>> Begin Materials provided

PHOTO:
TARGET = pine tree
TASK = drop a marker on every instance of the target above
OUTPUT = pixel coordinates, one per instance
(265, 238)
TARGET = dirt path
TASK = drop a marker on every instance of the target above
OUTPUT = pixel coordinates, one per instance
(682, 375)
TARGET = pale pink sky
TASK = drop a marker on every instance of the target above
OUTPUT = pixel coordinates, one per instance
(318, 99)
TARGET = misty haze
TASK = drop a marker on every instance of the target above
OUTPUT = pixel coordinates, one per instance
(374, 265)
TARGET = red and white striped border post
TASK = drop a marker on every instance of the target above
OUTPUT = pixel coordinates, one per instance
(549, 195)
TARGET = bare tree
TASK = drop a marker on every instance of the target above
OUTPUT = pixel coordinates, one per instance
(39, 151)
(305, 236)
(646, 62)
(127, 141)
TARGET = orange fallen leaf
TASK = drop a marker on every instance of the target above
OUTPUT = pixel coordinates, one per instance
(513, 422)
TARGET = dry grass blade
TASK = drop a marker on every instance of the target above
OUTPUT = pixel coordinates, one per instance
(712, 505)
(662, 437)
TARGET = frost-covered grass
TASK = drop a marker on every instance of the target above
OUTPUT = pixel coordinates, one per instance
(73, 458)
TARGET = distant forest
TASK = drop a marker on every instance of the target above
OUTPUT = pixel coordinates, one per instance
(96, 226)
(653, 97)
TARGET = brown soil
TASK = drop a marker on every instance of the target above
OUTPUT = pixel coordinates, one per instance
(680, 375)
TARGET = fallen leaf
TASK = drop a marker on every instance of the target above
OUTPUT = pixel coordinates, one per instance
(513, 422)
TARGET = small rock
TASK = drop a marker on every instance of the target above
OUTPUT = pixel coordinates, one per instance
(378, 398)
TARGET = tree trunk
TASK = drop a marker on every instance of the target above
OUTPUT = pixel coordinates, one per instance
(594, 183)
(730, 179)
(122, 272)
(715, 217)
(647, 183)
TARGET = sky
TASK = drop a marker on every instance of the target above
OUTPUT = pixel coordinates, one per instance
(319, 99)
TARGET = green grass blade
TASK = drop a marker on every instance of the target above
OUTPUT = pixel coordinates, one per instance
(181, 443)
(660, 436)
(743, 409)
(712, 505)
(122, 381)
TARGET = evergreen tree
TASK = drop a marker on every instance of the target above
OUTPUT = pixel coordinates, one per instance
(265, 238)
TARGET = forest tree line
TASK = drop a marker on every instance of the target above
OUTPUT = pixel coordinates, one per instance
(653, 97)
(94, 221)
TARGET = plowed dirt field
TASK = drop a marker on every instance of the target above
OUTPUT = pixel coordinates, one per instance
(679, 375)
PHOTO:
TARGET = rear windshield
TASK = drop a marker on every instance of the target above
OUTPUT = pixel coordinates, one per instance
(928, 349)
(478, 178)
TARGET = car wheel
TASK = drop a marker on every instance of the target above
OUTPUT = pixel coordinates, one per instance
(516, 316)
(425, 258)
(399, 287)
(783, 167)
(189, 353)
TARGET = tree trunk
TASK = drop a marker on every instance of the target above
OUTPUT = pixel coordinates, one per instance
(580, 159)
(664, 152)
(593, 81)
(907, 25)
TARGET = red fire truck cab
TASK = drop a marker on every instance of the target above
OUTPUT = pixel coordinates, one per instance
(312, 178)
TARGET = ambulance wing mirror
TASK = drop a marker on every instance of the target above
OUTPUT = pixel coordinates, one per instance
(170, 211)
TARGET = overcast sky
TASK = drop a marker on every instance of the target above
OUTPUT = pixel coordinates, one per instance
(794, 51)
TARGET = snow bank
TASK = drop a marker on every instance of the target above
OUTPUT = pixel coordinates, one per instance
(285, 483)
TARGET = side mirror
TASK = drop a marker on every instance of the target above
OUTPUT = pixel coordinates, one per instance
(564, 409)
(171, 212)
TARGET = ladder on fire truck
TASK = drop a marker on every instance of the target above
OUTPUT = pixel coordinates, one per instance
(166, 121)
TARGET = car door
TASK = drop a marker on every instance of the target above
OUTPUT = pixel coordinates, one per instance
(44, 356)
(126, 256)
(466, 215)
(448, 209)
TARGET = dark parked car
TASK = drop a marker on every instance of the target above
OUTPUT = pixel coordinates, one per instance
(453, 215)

>> End Materials provided

• _Goal_
Write out the material from the first line to the last, exactly.

• _Solution to this problem_
PHOTO:
TARGET = pine tree
TASK = drop a marker on every instance of the target above
OUTPUT = pixel coordinates, one per instance
(265, 238)
TARGET = dirt path
TASK = drop a marker on every instance of the target above
OUTPUT = pixel coordinates, one per instance
(682, 375)
TARGET = pale pink sky
TASK = drop a marker on every instance of the target above
OUTPUT = pixel coordinates, one per instance
(318, 99)
TARGET = misty haze
TASK = drop a marker on every instance of the target above
OUTPUT = pixel coordinates, one per instance
(374, 265)
TARGET = red and white striped border post
TASK = drop a marker on every instance of the target above
OUTPUT = pixel coordinates, one per instance
(549, 195)
TARGET = bare tree
TASK = drop a marker on every instance of the target above
OUTPUT = pixel coordinates, one per instance
(39, 151)
(305, 236)
(646, 62)
(127, 141)
TARGET = orange fallen leaf
TASK = drop a marker on every instance of the target above
OUTPUT = pixel coordinates, one per instance
(513, 422)
TARGET = dry grass blade
TASK = drop a marker on every instance of the target above
OUTPUT = pixel coordinates, one per instance
(712, 505)
(662, 437)
TARGET = frost-covered grass
TASK = drop a marker on every instance of the target above
OUTPUT = pixel coordinates, one per instance
(73, 458)
TARGET = distant forest
TASK = drop a marker on every instance of the target above
OUTPUT = pixel coordinates, one per instance
(96, 226)
(653, 97)
TARGET = brown soil
TASK = drop a marker on every instance of the target above
OUTPUT = pixel coordinates, one per instance
(680, 375)
TARGET = fallen leaf
TASK = drop a marker on every instance of the target above
OUTPUT = pixel coordinates, one per instance
(513, 422)
TARGET = small rock
TASK = drop a marker on every instance of the target above
OUTPUT = pixel coordinates, one per instance
(378, 398)
TARGET = tree trunk
TASK = drop a marker on every instance of the target above
OUTPUT = pixel coordinates, one per instance
(594, 183)
(730, 179)
(122, 272)
(715, 217)
(647, 183)
TARGET = sky
TASK = drop a marker on every instance of the target above
OUTPUT = pixel coordinates, one per instance
(319, 99)
TARGET = green grass blade
TASK = drop a marker on every instance of the target above
OUTPUT = pixel coordinates, one per instance
(181, 443)
(660, 436)
(743, 409)
(712, 505)
(122, 381)
TARGET = evergreen tree
TASK = drop a marker on every instance of the target above
OUTPUT = pixel coordinates, one per instance
(265, 238)
TARGET = forest tree line
TASK = drop a marker on every instance of the target above
OUTPUT = pixel coordinates, one per instance
(653, 97)
(94, 221)
TARGET = plowed dirt field
TASK = drop a marker on every instance of the target above
OUTPUT = pixel coordinates, one per instance
(679, 375)
PHOTO:
TARGET = rear windshield
TASK = drop a marker on every instance of the target above
OUTPUT = pixel coordinates, one per instance
(928, 349)
(478, 178)
TARGET = car wheel
TASK = drop a marker on every instance of the target above
OUTPUT = pixel coordinates, one per instance
(516, 316)
(425, 258)
(399, 287)
(783, 167)
(189, 353)
TARGET = tree trunk
TASK = drop a marker on every instance of the target above
OUTPUT = pixel coordinates, one per instance
(580, 159)
(664, 152)
(593, 81)
(907, 25)
TARGET = red fire truck cab
TASK = drop a marker on every instance of the target above
OUTPUT = pixel coordinates, one per instance
(312, 178)
TARGET = ambulance wing mirror
TASK = drop a marker on every instance of the target above
OUTPUT = pixel coordinates, one per instance
(170, 211)
TARGET = overcast sky
TASK = drop a marker on every instance of the target above
OUTPUT = pixel coordinates, one per instance
(794, 51)
TARGET = snow bank
TASK = drop a marker on every instance of the target above
OUTPUT = pixel coordinates, one per instance
(285, 483)
TARGET = side mirror
TASK = drop a marker on every instance of the target above
OUTPUT = pixel coordinates, one per instance
(564, 409)
(171, 212)
TARGET = ladder on fire truck
TASK = drop a marker on every instance of the target above
OUTPUT = pixel coordinates, one per instance
(166, 121)
TARGET = car door
TASK = drop a marker on every instance of the target above
OUTPUT = pixel coordinates, one per instance
(44, 356)
(126, 256)
(466, 215)
(448, 209)
TARGET = dark parked car
TASK = drop a marker on every instance of the target above
OUTPUT = pixel coordinates, one per instance
(453, 215)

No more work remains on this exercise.